▸ **REQUIRED WORK**:
Could you resume the piece on the word "tolerance," picking up right after its last sentence?

BEGIN DOCUMENT SECTION

Tol·er·ance – noun

[tol-er-uhns]

Common Language

  1. A fair, objective, and permissive attitude toward those whose opinions, practices, race, religion, nationality, etc., differ from one’s own; freedom from bigotry.
  2. A fair, objective, and permissive attitude toward opinions and practices that differ from one’s own.
  3. Interest in and concern for ideas, opinions, practices, etc., foreign to one’s own; a liberal, undogmatic viewpoint.
  4. The act or capacity of enduring; endurance: My tolerance of noise is limited.

Medicine/Medical, Immunology.

  1. The power of enduring or resisting the action of a drug, poison, etc.: a tolerance to antibiotics.
  2. The lack of or low levels of immune response to transplanted tissue or other foreign substance that is normally immunogenic.
Ben Franklin Image
Benjamin Franklin

It is incredible, that such a small word can reflect so much of what we are wrestling with today! During the recent debates and congressional committee meetings working on ObamaCare, the “Us” vs. “Them” attitude that was displayed kept bringing me back to this simple word and the realization that we had seemingly, for a country founded on tolerance, lost our way.

END DOCUMENT SECTION
BEGIN INFORMATION

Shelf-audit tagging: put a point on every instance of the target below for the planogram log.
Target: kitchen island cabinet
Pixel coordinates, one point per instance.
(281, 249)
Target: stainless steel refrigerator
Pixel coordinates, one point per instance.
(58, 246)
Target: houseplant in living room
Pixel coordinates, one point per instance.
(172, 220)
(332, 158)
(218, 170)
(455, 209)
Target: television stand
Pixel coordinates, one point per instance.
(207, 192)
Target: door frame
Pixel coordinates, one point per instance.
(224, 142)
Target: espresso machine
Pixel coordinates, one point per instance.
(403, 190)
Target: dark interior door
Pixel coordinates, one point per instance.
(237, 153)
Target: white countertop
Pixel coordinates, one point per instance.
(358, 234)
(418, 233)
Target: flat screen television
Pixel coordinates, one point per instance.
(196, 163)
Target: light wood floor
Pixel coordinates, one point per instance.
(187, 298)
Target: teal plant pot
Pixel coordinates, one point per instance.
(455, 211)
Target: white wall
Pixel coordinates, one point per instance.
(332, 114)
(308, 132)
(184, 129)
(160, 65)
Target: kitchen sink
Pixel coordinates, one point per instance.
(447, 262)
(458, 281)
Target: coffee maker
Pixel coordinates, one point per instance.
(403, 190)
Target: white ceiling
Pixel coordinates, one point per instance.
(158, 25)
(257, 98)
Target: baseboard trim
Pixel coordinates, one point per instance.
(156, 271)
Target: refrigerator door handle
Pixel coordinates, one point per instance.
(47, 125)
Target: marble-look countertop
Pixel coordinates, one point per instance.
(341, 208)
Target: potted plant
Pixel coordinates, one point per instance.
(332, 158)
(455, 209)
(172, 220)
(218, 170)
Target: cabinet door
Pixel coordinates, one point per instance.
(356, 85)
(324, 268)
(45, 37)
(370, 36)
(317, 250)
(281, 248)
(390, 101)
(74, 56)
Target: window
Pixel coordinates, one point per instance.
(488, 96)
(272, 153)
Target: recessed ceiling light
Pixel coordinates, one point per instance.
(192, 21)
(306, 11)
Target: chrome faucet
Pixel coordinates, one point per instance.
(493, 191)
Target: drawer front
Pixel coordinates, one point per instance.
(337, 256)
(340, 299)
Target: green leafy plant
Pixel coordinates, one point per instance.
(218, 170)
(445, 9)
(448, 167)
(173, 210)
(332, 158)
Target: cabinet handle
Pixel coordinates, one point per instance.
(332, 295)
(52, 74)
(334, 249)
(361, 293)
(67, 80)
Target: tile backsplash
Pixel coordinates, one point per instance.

END INFORMATION

▸ **RESULT OF THE EXERCISE**:
In an attempt to reinforce what I thought were the lessons drilled into me by my father regarding the meaning of tolerance and our fundamental obligation to extend tolerance so we can get such in return, I went to reading—reading things like the writings of Thomas Paine, Thomas Jefferson, and others of our founding fathers. I wanted to see if the teaching of my father and my often flawed memory or interpretation of them were accurate. Lo and behold, and seemingly for once in my life, they were.
But Houston, we have a problem! If these are accurate understandings of the meaning, and if my father was correct that the act of tolerance is likely the single most crucial ingredient of our country’s success and our primary obligation as a people, then what the heck happened? How have we moved to the point where intolerance is the only thing we tolerate today? How have we gotten to the point that anything that could possibly offend anyone else is something that becomes prohibited? This is, in fact, the textbook definition of intolerance! To tolerate something, one must not like it in the first place.

To exercise tolerance, you must object to the action of another – morally, ethically, religiously, what have you – and still allow the other party, or parties, to continue their expression or action. As I have studied this more over the past few months, I began reading the recently released Autobiography of Mark Twain, Volume 1, from the University of California Press. In this excellent read, I found an interesting observation from Mr. Twain, dictated to his scribe on January 24, 1906, in a section called, The Character of Man.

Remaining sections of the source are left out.